=== ENTRIES SUPPLIED ===
Start

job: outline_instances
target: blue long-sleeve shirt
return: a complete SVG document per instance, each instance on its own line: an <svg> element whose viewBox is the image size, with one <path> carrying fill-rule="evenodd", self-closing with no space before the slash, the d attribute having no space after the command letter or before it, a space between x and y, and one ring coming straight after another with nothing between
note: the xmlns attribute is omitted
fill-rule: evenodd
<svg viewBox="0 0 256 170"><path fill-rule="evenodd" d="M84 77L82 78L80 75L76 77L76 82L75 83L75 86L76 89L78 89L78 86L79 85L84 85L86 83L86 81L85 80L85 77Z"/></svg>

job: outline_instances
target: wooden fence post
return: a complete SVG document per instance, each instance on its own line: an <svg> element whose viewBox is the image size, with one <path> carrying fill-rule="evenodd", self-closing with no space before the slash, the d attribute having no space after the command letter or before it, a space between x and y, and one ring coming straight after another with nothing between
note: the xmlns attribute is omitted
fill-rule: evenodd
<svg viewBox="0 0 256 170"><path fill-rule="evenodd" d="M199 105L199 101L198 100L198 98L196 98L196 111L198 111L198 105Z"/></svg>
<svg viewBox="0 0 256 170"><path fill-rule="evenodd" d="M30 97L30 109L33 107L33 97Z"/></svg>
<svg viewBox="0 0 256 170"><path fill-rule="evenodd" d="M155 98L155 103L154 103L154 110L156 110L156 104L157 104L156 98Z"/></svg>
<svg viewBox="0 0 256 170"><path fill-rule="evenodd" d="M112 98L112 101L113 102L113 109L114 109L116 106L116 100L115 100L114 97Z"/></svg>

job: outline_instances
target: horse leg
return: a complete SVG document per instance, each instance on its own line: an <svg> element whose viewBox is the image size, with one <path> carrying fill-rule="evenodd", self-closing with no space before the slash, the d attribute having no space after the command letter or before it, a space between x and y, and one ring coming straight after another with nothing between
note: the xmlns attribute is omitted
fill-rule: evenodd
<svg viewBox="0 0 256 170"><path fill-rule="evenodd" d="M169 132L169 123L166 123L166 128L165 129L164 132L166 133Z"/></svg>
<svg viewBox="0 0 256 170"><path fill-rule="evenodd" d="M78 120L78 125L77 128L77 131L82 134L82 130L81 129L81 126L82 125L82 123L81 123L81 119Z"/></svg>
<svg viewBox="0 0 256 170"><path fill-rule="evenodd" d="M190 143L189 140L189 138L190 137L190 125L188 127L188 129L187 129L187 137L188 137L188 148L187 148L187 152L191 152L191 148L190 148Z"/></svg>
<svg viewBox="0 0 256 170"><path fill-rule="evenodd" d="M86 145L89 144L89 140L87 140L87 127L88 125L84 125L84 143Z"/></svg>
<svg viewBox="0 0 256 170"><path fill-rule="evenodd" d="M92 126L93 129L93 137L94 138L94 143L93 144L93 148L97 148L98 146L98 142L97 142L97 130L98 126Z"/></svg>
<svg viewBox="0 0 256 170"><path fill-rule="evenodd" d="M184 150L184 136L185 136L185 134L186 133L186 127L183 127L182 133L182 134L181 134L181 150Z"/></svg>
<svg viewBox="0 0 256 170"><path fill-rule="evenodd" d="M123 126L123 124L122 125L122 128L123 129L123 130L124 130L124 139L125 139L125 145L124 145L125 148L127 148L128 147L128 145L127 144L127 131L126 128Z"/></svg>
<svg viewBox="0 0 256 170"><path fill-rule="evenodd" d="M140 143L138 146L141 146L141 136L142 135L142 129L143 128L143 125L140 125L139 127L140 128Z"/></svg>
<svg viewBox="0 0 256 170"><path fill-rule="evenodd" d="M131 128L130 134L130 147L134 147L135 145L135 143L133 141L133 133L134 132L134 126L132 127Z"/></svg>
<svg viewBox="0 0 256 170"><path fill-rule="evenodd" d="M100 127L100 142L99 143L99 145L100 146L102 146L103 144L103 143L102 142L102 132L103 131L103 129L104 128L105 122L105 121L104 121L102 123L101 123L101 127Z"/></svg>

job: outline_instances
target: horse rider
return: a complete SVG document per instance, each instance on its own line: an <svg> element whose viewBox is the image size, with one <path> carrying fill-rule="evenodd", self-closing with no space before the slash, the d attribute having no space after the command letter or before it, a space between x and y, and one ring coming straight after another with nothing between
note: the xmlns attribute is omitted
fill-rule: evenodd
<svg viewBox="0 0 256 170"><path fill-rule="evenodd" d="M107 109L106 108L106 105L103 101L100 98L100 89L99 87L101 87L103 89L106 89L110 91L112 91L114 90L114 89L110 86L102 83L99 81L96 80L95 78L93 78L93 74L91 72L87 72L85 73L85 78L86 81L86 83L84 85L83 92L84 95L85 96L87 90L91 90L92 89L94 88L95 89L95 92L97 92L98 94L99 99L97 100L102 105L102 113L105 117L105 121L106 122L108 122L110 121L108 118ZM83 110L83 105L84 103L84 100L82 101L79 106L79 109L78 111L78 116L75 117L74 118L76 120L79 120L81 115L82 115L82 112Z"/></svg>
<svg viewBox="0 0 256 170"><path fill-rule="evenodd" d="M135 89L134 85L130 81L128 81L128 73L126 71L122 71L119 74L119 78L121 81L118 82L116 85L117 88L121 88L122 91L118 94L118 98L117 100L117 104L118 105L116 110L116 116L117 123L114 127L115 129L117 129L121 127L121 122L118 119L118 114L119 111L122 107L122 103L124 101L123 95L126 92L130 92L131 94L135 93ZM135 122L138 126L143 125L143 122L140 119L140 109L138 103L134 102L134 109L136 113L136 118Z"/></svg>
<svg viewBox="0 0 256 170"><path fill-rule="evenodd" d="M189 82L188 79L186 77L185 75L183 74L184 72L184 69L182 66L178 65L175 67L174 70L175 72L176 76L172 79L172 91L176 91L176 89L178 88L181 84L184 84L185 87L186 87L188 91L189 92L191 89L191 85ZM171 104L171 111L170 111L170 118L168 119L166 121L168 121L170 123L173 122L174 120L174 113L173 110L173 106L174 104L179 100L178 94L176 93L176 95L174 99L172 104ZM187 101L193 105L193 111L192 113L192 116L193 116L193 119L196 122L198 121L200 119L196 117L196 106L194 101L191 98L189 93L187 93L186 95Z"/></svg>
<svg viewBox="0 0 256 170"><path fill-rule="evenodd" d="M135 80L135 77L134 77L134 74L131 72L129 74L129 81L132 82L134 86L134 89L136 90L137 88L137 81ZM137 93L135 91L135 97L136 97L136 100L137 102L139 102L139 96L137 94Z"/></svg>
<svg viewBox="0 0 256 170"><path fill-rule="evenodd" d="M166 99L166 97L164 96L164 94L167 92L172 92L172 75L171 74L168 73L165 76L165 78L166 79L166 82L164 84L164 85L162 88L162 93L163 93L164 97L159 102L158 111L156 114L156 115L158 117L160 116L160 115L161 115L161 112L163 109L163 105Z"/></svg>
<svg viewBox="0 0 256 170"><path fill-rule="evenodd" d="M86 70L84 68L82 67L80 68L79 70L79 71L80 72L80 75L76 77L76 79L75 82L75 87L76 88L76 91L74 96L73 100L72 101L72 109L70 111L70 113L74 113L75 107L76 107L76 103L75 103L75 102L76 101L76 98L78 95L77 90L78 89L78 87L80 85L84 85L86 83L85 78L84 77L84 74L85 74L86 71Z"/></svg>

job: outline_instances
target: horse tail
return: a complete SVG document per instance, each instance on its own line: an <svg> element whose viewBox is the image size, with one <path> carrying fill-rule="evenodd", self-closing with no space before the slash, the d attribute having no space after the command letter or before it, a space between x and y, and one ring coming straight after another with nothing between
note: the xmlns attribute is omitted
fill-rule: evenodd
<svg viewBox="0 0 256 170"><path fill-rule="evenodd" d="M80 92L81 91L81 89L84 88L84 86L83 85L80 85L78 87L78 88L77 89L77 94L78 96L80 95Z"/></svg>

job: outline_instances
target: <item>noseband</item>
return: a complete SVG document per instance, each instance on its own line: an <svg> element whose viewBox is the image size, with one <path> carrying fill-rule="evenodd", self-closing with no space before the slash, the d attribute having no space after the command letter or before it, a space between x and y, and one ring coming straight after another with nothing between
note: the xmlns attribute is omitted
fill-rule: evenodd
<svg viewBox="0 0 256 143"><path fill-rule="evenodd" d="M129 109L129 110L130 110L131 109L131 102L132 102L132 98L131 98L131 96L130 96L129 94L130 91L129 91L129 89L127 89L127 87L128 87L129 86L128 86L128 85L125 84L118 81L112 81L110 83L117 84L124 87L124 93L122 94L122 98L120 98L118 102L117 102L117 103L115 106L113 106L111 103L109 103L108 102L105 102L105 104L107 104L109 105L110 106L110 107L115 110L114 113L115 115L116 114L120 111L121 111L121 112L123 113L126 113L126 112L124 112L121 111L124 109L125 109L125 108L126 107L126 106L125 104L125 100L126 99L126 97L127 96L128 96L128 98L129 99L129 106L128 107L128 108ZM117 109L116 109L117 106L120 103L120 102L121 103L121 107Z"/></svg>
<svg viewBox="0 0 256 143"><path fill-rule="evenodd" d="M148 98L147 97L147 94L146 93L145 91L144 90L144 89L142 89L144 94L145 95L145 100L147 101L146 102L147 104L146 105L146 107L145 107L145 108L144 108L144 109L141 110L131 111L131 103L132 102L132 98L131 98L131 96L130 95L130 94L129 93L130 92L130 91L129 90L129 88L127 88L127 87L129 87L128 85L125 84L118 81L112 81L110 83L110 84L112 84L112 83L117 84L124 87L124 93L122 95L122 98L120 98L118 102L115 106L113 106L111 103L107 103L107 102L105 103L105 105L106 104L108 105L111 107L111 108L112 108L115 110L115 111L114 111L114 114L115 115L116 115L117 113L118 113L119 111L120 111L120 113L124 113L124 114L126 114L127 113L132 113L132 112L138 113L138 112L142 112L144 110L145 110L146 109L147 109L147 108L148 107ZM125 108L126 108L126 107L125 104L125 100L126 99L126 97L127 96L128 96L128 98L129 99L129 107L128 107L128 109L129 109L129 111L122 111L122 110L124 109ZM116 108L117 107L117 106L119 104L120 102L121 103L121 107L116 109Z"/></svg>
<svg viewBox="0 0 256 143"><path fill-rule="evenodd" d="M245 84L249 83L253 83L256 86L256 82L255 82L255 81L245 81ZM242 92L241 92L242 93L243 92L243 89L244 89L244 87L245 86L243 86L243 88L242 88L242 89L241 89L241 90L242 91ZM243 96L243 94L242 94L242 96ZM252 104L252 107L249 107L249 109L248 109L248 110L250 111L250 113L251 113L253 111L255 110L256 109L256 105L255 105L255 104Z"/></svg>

End

=== WHAT IS REQUIRED ===
Write out the data word for word, from its first line through the line containing "77L82 78L80 75L76".

=== THE REPLY ===
job: outline_instances
target: blue long-sleeve shirt
return: a complete SVG document per instance, each instance on its own line: an <svg> element whose viewBox is the image size, with one <path> carrying fill-rule="evenodd", self-closing with no space before the slash, the d attribute having no space after the command letter or before it, a space between x and y, and one ring coming straight after another with nothing between
note: the xmlns attribute is omitted
fill-rule: evenodd
<svg viewBox="0 0 256 170"><path fill-rule="evenodd" d="M84 77L82 78L80 75L76 77L76 82L75 83L75 86L76 89L78 89L78 86L79 85L84 85L86 83L86 81L85 80L85 77Z"/></svg>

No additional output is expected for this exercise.